## Set task:
Find every line in the material that contains the word "wooden" and copy each of those lines.

↓

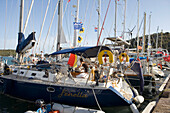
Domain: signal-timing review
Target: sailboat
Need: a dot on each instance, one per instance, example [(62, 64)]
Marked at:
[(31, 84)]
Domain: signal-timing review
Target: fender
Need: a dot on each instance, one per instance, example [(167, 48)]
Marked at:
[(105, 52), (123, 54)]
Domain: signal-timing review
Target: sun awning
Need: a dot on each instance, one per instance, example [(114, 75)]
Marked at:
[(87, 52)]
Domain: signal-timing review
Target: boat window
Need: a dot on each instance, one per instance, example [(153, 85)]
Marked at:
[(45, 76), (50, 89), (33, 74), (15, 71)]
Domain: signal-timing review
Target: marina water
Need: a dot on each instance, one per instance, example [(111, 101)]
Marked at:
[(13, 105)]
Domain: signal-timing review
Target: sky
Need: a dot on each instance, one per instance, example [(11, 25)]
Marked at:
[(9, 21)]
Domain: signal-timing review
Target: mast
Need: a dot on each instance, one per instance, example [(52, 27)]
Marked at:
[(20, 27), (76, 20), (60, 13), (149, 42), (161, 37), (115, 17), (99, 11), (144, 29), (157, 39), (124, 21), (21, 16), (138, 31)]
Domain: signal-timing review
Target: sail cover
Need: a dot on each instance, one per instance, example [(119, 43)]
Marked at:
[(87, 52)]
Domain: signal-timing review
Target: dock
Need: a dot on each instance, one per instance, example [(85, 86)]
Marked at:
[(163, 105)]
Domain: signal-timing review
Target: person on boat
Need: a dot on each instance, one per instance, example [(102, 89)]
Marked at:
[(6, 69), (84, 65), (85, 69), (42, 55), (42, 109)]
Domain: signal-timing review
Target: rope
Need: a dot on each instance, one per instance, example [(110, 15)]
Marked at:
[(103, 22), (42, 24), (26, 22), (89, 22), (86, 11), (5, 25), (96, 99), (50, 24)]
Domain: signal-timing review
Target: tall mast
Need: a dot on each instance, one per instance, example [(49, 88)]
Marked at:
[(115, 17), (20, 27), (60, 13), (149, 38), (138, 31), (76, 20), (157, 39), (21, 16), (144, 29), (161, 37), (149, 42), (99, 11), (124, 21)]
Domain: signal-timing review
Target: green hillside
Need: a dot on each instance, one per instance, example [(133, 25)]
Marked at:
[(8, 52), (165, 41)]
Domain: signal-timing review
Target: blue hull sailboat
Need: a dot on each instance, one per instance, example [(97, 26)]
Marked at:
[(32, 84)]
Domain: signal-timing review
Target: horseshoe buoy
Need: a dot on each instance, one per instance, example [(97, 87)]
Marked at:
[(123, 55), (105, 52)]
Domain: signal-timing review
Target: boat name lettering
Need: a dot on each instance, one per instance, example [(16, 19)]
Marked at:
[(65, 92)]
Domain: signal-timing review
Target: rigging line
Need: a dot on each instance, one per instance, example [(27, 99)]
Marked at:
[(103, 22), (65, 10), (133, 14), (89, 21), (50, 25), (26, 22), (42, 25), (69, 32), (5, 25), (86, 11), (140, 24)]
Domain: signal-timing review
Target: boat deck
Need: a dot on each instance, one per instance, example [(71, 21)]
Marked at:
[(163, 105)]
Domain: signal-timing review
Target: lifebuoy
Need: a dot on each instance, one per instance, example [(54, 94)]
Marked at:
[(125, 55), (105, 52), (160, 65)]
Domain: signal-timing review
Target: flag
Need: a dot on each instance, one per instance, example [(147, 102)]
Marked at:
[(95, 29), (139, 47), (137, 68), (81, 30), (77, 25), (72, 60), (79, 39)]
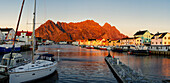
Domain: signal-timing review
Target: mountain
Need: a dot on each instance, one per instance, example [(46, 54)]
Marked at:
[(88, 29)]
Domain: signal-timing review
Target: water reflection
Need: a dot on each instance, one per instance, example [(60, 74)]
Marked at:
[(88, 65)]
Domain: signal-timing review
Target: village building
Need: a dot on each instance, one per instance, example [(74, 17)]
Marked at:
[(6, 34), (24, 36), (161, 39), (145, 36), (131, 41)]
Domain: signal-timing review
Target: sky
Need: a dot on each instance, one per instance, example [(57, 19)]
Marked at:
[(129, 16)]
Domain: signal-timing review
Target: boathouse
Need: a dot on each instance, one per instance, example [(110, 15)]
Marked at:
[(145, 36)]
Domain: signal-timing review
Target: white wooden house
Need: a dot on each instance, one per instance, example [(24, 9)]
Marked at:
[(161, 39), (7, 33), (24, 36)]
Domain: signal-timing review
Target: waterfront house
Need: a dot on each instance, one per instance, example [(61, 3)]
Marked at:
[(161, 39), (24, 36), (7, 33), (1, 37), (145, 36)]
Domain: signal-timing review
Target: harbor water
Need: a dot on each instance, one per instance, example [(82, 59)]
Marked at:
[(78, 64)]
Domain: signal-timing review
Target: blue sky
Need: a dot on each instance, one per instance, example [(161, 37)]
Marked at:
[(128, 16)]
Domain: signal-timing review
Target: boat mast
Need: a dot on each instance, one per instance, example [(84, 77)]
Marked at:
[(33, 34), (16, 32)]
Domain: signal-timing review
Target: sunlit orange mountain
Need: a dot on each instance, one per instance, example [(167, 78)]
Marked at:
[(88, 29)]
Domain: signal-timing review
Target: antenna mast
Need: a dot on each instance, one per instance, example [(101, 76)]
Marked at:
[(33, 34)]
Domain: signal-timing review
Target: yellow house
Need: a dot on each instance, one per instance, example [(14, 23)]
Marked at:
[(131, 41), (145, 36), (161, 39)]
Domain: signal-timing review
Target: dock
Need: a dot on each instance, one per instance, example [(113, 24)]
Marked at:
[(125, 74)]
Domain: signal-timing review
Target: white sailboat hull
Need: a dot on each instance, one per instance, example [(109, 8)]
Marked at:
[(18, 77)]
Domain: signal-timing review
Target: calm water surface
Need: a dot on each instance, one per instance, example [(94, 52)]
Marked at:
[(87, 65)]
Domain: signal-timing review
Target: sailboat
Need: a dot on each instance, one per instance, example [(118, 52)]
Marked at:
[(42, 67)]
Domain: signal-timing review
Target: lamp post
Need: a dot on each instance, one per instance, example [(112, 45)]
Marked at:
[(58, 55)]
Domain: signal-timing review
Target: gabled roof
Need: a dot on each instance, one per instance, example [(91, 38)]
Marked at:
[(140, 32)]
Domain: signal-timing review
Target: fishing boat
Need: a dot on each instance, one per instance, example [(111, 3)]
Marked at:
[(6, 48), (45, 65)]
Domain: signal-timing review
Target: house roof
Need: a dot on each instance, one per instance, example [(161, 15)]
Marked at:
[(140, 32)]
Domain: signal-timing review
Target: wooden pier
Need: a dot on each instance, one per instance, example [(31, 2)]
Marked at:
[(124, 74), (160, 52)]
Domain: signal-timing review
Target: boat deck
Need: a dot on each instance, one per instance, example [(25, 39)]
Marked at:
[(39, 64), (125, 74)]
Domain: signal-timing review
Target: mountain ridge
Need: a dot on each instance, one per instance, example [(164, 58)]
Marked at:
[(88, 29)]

↑
↓

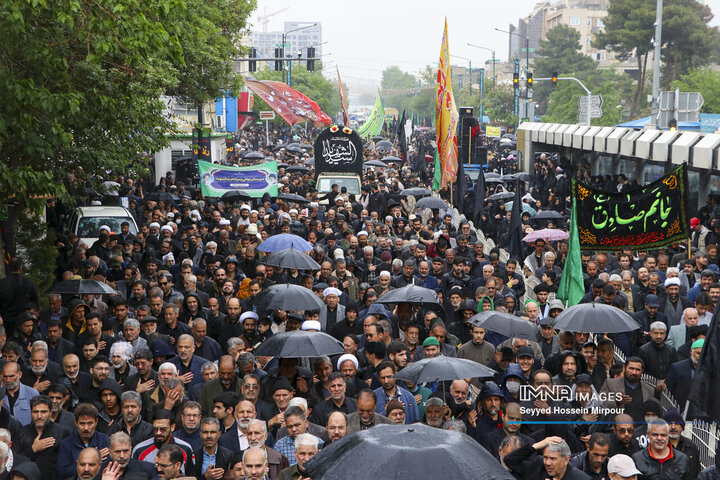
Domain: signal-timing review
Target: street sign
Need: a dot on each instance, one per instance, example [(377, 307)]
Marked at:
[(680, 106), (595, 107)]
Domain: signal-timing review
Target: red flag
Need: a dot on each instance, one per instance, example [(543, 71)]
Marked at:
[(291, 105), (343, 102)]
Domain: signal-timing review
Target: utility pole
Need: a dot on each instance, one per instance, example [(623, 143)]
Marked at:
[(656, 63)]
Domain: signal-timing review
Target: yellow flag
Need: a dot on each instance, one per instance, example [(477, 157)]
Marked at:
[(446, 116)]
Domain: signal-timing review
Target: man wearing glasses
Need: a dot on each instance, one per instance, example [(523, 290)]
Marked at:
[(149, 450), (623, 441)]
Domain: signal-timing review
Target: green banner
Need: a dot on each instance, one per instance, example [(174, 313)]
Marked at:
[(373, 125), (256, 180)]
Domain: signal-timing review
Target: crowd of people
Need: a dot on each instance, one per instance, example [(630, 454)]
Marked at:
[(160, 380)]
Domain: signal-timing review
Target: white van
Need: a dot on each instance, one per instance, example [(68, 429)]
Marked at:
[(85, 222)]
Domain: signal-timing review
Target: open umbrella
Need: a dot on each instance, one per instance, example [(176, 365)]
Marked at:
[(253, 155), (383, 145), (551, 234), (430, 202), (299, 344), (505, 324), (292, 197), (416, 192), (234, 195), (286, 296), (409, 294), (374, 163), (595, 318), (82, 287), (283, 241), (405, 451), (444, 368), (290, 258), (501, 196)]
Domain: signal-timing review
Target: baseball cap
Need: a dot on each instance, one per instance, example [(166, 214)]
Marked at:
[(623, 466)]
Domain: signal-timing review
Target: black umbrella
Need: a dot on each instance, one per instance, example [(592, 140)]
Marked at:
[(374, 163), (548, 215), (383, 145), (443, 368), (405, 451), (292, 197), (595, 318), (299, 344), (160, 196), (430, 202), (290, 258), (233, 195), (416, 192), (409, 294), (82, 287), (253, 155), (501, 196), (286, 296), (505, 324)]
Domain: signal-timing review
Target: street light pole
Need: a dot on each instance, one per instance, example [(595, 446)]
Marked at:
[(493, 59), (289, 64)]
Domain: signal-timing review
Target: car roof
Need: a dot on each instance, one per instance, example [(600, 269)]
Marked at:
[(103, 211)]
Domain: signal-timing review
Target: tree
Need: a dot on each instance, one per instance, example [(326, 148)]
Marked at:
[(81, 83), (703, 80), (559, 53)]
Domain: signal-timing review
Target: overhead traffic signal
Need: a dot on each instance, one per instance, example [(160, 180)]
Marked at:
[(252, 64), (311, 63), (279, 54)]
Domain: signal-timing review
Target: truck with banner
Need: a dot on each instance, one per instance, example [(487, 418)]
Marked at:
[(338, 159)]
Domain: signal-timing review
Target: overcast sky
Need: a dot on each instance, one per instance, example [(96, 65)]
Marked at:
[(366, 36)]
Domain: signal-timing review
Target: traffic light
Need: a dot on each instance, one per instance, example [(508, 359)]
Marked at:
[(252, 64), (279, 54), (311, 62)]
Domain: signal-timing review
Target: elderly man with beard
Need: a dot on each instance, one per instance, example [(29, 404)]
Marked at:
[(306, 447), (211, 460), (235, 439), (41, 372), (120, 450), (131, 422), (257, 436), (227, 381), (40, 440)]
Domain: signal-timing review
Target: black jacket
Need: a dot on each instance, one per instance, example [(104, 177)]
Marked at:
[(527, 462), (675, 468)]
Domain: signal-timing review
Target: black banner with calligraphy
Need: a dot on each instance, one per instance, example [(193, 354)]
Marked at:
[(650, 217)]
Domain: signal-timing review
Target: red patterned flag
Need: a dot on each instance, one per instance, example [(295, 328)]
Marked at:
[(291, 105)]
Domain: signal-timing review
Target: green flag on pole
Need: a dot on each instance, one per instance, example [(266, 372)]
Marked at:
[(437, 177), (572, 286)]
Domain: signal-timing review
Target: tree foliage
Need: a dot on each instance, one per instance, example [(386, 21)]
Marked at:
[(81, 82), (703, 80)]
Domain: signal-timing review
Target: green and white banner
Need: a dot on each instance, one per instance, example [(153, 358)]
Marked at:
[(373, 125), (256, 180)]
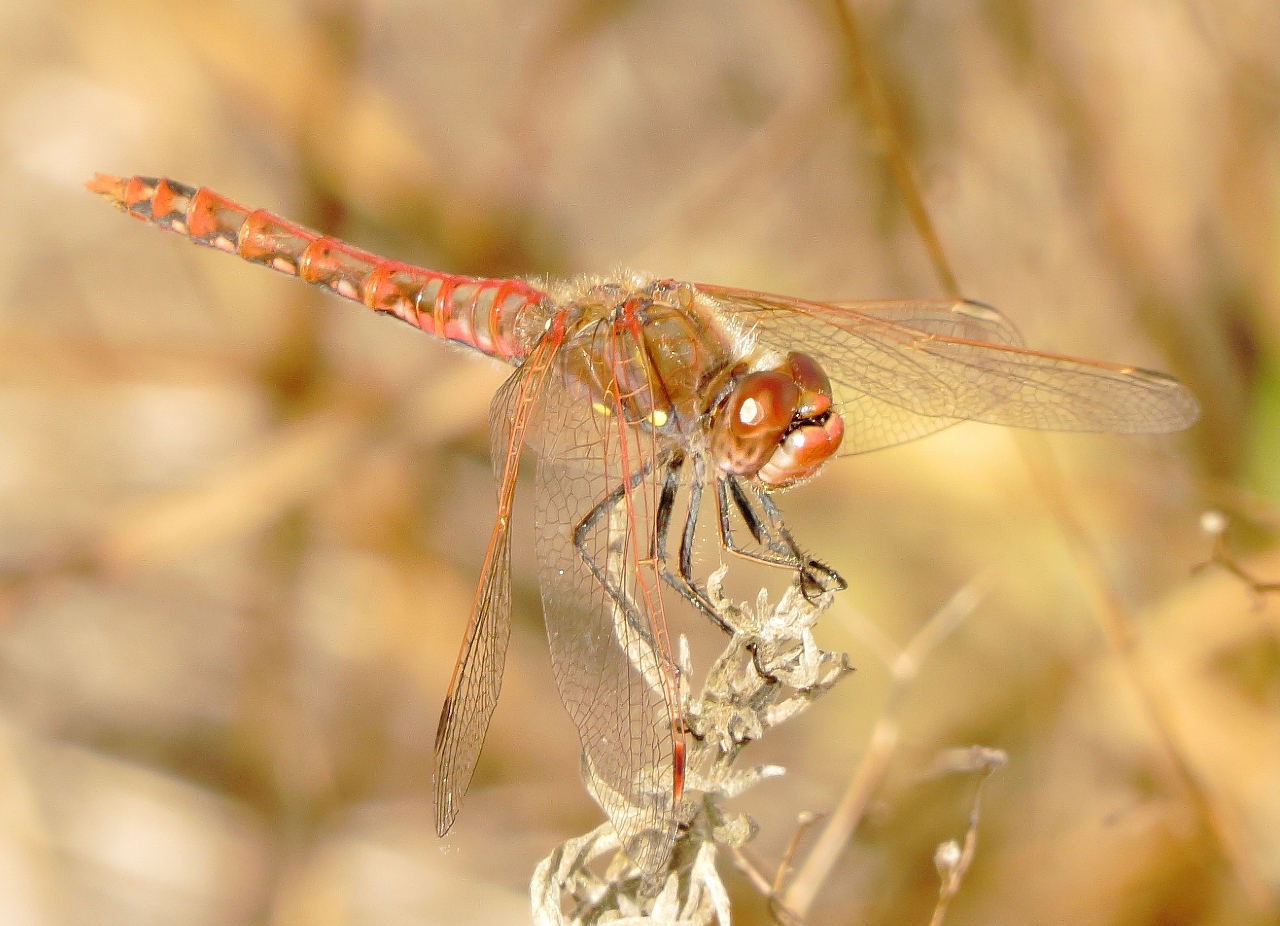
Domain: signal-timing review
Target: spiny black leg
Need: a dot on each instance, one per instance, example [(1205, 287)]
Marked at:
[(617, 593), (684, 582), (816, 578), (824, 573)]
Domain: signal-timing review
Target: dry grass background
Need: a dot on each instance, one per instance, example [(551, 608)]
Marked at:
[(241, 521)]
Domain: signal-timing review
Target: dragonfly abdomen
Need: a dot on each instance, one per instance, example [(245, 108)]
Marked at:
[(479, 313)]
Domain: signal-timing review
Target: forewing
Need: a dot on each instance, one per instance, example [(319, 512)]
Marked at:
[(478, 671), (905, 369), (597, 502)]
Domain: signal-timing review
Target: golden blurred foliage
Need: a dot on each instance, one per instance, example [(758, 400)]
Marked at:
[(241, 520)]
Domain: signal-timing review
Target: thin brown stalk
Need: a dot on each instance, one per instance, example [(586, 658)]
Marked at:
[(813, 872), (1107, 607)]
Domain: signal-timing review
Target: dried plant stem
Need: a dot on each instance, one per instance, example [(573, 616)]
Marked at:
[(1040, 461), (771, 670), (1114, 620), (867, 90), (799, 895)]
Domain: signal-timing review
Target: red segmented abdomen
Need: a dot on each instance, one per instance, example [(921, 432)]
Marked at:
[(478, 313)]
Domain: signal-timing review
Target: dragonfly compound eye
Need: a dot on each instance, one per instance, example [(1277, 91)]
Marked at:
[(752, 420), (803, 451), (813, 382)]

↑
↓

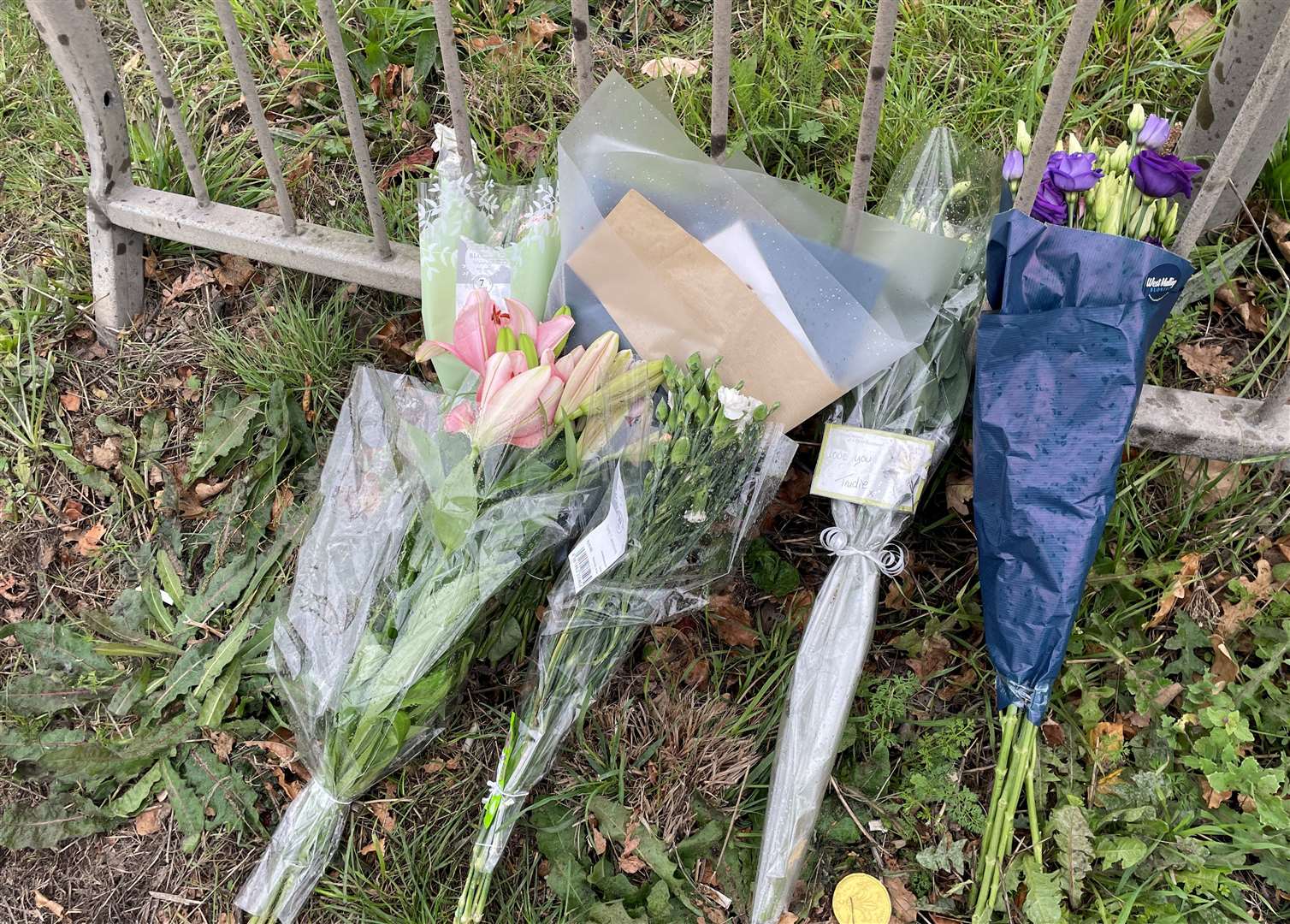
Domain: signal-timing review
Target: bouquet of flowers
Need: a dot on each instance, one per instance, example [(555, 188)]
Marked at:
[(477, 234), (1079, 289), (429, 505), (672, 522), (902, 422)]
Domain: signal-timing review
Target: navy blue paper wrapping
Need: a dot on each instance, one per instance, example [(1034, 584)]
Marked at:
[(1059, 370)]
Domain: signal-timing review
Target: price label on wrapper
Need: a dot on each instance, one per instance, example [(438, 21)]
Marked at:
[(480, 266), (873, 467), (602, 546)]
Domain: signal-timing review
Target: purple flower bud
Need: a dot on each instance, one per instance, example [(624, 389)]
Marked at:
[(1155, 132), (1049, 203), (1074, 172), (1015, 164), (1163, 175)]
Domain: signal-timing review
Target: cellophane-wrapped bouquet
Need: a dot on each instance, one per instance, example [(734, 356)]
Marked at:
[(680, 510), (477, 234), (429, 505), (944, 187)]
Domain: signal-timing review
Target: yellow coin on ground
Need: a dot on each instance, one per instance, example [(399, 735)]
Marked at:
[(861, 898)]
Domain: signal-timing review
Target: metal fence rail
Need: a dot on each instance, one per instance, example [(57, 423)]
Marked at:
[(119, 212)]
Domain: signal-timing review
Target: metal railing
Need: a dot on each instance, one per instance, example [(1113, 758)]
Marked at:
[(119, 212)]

↑

## Answer to this problem:
Target: white wooden house
Target: wooden pier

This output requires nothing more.